**Directions**
Find every line in the records below that contains the word "leafy" and copy each one.

Start Extracted material

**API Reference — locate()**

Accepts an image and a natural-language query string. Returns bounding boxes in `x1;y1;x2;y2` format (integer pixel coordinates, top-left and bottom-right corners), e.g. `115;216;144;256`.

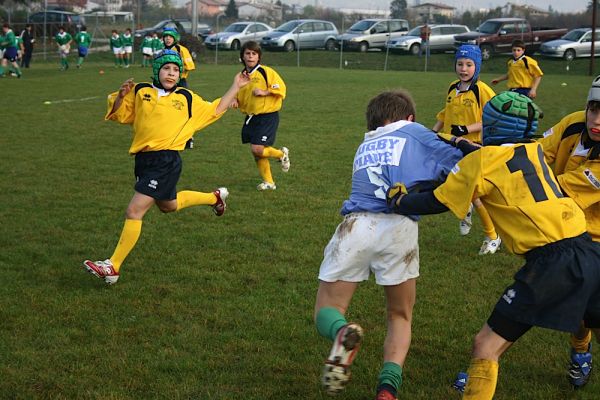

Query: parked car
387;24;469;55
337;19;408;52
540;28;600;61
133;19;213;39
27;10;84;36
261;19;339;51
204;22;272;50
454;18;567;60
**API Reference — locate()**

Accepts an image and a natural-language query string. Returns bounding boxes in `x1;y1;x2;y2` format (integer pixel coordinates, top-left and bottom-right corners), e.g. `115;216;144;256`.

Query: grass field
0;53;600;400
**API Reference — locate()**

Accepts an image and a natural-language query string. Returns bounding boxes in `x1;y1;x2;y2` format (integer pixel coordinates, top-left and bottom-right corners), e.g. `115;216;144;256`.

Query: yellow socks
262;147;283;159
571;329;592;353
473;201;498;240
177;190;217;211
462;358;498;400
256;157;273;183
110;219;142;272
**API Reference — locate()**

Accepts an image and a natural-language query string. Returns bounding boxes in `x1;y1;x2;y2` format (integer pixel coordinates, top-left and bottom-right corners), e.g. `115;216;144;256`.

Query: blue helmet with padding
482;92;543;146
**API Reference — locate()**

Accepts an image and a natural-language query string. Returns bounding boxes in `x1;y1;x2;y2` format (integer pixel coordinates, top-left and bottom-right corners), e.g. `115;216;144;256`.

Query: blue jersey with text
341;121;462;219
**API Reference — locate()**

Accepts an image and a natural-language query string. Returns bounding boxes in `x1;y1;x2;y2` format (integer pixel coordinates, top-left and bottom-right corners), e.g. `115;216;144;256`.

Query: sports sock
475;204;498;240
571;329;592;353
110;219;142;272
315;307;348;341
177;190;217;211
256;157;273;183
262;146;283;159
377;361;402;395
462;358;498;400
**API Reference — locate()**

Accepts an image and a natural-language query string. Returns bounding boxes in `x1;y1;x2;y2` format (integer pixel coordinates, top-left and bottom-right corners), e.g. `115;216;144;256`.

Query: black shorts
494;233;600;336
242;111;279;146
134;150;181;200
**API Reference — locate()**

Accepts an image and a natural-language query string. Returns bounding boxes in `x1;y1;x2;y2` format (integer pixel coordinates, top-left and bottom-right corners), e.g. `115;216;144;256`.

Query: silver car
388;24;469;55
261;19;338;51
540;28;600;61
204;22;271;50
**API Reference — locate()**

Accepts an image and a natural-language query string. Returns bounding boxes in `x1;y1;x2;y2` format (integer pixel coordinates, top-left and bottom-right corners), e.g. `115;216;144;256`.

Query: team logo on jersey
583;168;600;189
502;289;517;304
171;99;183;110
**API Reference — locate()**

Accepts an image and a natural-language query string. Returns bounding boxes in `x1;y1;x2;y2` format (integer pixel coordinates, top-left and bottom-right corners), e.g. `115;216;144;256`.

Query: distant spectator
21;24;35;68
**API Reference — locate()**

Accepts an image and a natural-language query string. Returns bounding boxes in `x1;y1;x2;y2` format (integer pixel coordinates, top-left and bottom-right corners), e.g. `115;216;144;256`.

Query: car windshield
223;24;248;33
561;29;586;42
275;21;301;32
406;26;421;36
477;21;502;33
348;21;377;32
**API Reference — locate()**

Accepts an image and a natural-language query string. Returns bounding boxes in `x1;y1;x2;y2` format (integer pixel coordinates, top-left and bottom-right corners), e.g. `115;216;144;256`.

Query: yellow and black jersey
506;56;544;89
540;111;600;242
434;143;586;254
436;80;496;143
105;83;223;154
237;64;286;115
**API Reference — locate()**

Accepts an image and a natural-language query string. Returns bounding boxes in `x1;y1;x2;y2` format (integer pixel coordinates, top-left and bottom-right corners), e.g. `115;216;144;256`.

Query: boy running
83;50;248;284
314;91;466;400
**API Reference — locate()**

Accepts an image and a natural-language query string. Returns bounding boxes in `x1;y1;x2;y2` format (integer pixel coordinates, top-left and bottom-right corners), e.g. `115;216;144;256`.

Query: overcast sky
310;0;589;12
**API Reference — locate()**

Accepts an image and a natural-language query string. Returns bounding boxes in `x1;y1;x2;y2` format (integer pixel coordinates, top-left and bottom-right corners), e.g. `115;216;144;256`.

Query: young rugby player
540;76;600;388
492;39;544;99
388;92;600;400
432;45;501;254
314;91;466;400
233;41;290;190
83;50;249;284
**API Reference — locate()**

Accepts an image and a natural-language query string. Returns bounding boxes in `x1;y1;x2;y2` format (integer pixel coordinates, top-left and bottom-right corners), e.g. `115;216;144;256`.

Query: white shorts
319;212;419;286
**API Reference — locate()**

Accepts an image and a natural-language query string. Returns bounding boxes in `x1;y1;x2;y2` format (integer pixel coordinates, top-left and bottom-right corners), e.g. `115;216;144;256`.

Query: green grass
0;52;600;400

End Extracted material
Start Extracted material

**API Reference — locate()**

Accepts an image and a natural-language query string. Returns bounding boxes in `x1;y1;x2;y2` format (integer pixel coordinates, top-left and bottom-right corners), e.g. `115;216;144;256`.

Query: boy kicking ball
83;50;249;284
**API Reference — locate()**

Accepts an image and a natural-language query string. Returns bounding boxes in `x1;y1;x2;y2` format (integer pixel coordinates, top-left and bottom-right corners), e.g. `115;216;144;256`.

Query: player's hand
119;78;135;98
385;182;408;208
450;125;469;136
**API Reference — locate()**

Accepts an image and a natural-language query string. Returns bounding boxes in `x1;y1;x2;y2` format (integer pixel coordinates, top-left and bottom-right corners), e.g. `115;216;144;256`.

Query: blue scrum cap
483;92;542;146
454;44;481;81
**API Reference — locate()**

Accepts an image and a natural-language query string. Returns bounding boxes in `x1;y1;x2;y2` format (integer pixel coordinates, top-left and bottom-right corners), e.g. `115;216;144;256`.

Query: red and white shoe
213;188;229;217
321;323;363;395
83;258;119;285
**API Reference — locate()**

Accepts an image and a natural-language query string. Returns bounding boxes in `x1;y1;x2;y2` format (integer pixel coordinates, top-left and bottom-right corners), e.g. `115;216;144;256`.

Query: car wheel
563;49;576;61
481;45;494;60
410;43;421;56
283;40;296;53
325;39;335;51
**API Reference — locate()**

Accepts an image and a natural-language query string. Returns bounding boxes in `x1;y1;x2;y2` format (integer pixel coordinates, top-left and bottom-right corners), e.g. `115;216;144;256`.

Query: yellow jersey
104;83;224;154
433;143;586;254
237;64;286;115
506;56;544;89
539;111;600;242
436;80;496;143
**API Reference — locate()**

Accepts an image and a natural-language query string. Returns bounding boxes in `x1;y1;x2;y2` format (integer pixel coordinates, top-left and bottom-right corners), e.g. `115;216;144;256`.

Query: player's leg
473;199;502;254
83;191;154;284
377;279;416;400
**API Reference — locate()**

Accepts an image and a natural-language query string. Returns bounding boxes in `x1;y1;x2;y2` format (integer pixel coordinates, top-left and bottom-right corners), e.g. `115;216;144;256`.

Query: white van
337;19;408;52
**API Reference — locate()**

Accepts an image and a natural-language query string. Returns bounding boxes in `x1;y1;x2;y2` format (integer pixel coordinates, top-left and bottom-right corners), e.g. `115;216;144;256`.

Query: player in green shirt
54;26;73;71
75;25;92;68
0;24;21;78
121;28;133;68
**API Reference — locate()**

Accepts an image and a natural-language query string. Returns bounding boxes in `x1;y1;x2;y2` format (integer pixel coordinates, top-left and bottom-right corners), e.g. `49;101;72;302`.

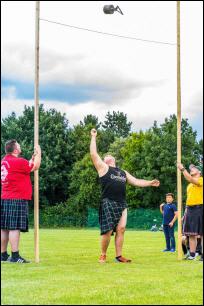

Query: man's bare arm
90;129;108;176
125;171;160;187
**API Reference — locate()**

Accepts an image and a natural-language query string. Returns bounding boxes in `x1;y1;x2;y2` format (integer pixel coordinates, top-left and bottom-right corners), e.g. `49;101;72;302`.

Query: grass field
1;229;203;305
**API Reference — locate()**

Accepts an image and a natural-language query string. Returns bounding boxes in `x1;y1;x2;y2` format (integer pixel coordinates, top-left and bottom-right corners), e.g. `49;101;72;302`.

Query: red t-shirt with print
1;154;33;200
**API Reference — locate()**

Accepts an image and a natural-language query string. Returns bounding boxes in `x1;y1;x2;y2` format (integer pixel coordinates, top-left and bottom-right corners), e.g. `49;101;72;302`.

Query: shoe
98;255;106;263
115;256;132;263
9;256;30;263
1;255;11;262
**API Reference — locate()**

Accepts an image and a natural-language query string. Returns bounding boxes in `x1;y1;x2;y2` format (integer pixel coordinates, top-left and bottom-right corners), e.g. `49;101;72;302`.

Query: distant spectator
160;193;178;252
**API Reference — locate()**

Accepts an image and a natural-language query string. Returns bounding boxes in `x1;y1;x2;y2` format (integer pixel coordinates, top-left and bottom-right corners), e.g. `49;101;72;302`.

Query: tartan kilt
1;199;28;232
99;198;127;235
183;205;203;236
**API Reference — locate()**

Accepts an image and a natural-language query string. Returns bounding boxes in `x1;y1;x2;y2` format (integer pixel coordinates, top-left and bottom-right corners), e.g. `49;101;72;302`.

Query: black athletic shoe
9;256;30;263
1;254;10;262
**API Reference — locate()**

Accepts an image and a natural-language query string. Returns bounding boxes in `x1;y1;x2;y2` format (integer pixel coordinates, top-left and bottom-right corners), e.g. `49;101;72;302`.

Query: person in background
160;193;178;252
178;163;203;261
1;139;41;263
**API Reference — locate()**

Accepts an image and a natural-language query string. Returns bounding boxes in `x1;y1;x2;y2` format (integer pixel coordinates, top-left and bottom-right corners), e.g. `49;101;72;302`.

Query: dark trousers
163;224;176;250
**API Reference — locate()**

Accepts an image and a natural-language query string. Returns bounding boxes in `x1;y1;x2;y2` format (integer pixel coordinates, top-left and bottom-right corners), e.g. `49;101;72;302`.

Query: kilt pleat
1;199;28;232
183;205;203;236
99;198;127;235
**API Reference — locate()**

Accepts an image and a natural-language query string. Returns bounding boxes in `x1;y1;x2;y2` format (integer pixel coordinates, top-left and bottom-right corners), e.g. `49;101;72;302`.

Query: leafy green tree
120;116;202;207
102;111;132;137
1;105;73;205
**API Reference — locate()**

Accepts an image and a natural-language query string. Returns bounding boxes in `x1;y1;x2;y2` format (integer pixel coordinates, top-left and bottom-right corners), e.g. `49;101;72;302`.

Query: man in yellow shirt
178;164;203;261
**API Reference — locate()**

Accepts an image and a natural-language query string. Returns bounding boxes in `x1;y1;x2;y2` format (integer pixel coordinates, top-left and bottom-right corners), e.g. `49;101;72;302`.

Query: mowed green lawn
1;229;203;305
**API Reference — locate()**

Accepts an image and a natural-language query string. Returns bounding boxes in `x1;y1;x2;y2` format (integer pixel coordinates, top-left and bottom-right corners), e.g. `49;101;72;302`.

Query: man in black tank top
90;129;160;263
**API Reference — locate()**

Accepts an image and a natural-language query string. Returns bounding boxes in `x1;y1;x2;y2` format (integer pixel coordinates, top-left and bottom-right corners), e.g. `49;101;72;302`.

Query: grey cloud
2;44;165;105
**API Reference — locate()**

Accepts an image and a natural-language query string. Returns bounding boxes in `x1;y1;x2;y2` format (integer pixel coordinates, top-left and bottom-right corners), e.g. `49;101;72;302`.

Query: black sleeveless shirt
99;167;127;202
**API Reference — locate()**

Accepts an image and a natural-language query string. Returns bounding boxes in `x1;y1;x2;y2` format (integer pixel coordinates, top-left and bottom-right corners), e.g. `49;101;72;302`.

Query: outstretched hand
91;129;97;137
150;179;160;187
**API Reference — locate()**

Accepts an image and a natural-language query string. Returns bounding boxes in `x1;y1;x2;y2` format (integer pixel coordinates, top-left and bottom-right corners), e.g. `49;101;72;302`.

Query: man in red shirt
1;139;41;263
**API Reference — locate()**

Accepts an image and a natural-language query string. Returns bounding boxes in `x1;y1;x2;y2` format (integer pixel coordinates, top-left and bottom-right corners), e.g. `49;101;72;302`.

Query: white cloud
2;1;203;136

End Extracted material
Start Extracted material

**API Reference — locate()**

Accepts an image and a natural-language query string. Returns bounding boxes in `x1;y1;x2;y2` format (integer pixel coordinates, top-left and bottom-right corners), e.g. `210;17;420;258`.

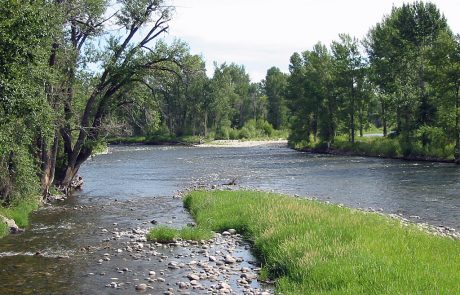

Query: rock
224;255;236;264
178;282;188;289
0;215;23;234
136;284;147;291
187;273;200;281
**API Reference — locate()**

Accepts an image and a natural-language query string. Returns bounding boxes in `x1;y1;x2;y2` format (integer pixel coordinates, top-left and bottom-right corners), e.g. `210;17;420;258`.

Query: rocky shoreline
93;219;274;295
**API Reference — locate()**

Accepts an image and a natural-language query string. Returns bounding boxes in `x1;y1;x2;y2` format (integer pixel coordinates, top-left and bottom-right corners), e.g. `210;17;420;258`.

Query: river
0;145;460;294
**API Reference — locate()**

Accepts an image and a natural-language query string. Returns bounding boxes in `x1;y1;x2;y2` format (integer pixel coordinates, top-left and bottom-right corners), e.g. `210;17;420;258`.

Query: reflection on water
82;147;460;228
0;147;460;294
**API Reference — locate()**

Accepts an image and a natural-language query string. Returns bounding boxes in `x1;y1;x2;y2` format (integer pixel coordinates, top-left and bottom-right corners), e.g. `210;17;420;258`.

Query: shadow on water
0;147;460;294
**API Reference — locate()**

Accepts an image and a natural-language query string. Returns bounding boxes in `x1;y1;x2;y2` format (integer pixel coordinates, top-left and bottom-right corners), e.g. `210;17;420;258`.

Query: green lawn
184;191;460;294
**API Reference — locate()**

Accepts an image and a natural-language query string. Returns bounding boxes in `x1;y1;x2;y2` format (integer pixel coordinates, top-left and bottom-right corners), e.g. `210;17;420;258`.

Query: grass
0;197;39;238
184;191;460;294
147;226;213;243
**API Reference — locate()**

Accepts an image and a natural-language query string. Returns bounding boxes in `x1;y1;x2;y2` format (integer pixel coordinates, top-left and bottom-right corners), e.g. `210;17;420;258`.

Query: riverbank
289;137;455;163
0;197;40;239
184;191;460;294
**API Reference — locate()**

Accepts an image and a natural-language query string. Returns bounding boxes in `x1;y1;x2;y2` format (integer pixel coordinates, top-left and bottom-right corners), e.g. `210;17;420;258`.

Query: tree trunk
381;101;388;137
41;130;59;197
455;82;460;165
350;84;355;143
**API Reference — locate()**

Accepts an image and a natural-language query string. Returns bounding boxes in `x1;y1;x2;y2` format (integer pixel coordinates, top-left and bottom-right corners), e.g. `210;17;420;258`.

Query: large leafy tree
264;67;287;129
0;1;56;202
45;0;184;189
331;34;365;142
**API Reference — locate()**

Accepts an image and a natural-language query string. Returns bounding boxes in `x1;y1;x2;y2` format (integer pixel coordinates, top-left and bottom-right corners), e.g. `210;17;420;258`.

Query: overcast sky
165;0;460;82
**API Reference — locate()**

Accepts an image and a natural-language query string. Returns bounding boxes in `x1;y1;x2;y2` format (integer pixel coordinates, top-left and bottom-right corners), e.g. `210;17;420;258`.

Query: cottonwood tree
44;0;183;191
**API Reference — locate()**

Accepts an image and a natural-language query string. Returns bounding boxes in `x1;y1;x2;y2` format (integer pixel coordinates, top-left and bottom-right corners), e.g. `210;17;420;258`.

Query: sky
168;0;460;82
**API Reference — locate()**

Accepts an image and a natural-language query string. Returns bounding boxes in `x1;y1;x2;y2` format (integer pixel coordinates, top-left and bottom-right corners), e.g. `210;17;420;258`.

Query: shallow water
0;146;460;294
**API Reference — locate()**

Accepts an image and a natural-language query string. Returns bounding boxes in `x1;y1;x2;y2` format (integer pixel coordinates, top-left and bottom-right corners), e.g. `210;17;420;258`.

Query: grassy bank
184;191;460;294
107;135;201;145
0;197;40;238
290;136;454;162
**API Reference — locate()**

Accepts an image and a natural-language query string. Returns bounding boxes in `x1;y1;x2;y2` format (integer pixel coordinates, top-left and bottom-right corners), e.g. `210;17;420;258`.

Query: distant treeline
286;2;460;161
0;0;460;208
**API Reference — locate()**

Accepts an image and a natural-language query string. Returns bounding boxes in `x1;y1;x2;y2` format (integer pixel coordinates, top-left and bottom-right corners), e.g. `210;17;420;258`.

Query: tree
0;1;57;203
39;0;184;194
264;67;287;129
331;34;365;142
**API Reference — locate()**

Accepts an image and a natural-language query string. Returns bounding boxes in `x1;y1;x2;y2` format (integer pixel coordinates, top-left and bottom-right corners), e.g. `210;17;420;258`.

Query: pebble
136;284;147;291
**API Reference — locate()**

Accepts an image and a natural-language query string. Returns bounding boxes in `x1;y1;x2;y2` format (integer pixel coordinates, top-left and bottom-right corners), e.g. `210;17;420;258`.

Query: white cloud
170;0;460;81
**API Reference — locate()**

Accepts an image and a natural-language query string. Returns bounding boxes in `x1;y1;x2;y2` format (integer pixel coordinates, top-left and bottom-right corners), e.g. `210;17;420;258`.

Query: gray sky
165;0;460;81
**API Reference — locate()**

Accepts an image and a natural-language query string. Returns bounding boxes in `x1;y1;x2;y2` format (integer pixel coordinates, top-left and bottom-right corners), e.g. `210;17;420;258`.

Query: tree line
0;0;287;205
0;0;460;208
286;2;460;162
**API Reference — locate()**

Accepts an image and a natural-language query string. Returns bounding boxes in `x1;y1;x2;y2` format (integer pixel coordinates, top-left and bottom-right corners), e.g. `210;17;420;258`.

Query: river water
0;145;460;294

End Extracted material

**Exercise answer**
Query: leafy green tree
Query: large leafy tree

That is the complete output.